---------- Extract to read ----------
Sunday, January 20, 2008

On Faith and Reason

I have many a time contemplated the fundamental difference between faith and reason. As if this were that simple, Faith is described by the King James Version of the Christian bible as believing in something you cannot see and to which you have no evidence for it. As for Reason, however, I find hard to say, since the notion of Reason can be further sectioned into two categorizes, that being illogical reasoning and logical reasoning – and faith would thus come under the heading of illogical reasoning. However, I have come to a conclusion, one to which I do not think other philosophers or theologians have yet thought of, of the fundamental difference between faith and reason.

This is my methodology. Because I am unable to better characterize the nature between faith and reason, I applied examples to both sides – examples being granted by all. Faith includes religion and pseudoscience, while reason includes science. Pseudoscience includes homeopathy, magnetic therapy, reflexology, clothes that are claimed to be able to cure Parkinson's etc. Upon looking at the examples for both sides of the dichotomy, a few aspects stand out to characterize the two. One is of having the support of compliments from the academic journals, wherein such scientific and academic journals often condemn such strange theories of pseudoscience and religion due to a lack of empirical credibility and academic scholarship. The other, which is the revolutionary one, is of the presence of applied mathematics to scientifically granted empirical facts. That is, no other type of abstract reasoning other than mathematics has brought about such rigorous reasoning in any field of inquiry such that causes and effects are limited rather than all being granted as plausible. That is, reason is ingrained into mathematics. Without applied mathematics, in the form I said above, only faith can be found. Therefore, I have come to believe that on the side of faith, either symbols or tradition are only used to make seemingly valid to the lay. That even if some form of mathematics is used in their theories, and of the use of some scientifically granted facts, they nevertheless remain ignorant of the large body of scientific knowledge and refrain from empirical research and calculations, and instead, simply conduct studies pertaining only to the field of statistics, and appeal to symbols and tradition.

In total, it seems as if the notion of faith relies on the placebo effect, of subjective validation, while reason relies solely on mathematics, on objective reasoning. Perhaps, however, on the general use of reason by the non-religious, the ability to self-scrutinize and critically evaluate and re-assess theories, laws, principles, or hypotheses is the best thing faith could never have. In faith, religion simply holds that all of the holy book is infallible, and thus only seeks to re-interpret ideas contained within it rather than simply remove of those that are outright ludicrous.
----------
** Task to complete **
Retype everything in the essay on faith and reason from "On Faith and" down to "of the fundamental difference between faith and reason.", word for word.
---------- Given records ----------
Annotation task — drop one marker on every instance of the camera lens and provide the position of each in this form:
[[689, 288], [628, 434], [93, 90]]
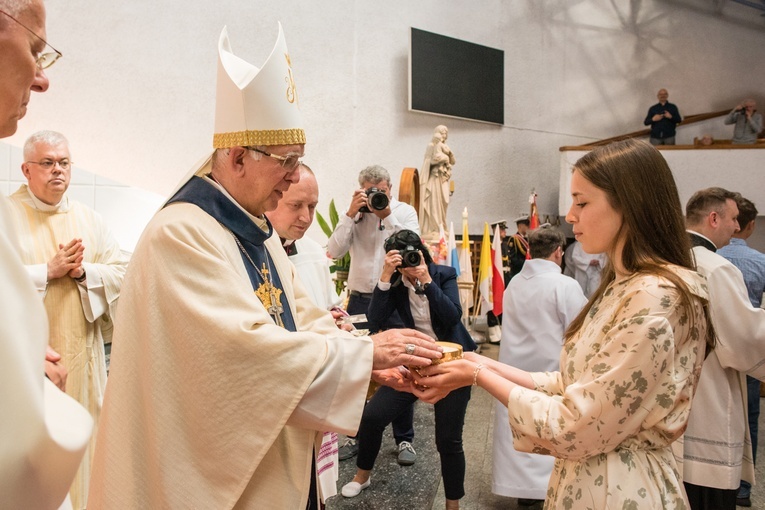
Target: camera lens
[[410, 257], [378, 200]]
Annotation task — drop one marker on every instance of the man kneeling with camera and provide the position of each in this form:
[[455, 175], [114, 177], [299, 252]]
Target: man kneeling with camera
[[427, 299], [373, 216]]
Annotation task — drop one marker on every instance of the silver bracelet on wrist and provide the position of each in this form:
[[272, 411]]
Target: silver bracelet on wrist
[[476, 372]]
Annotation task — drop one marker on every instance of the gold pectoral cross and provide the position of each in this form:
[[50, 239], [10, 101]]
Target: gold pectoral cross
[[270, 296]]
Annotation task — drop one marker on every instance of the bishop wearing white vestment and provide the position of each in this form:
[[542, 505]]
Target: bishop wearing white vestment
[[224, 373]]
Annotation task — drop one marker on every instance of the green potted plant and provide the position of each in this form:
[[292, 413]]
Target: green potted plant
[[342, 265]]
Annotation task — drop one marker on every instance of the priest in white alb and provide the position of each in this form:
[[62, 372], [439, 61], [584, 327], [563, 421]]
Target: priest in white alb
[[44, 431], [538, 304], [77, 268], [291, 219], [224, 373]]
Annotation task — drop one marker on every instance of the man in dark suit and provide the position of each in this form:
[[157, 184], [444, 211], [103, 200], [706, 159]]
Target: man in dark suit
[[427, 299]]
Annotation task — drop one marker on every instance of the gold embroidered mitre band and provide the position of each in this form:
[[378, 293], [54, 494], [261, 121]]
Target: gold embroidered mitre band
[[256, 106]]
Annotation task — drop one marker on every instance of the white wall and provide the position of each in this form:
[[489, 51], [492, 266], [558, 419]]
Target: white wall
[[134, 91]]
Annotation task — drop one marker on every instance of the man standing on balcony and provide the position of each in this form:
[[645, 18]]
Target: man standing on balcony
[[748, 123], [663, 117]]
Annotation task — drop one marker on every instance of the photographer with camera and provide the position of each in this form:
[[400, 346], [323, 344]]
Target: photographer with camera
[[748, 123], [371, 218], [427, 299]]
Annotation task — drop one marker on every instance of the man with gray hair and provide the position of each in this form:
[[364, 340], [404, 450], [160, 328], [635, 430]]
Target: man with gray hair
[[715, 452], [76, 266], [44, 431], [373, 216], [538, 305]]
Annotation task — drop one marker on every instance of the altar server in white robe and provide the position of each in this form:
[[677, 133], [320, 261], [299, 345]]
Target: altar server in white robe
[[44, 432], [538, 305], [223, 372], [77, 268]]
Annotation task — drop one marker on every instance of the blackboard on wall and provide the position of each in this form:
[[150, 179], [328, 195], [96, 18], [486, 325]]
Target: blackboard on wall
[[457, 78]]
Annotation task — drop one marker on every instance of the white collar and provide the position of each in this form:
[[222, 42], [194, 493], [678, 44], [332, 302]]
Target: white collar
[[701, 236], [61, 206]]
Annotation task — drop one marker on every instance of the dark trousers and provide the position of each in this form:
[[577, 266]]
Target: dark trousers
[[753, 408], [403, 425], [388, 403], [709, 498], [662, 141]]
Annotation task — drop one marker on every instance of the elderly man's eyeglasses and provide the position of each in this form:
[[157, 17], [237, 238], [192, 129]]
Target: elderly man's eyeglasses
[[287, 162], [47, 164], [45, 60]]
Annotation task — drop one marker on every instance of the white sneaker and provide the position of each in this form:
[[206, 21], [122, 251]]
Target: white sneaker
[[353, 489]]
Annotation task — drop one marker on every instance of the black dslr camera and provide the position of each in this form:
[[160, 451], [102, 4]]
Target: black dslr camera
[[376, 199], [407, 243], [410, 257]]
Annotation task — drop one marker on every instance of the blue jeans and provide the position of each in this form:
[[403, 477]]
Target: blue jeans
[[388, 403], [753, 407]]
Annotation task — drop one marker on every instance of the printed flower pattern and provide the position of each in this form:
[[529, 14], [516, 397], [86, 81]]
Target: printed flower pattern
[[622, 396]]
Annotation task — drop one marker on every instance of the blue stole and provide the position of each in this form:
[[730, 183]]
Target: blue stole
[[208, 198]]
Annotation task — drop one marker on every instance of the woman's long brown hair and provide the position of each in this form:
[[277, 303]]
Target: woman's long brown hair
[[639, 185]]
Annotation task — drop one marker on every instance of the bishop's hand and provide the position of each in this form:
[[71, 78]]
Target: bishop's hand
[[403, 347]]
----------
** Solution to this exercise **
On Faith and Reason

I have many a time contemplated the fundamental difference between faith and reason. As if this were that simple, Faith is described by the King James Version of the Christian bible as believing in something you cannot see and to which you have no evidence for it. As for Reason, however, I find hard to say, since the notion of Reason can be further sectioned into two categorizes, that being illogical reasoning and logical reasoning – and faith would thus come under the heading of illogical reasoning. However, I have come to a conclusion, one to which I do not think other philosophers or theologians have yet thought of, of the fundamental difference between faith and reason.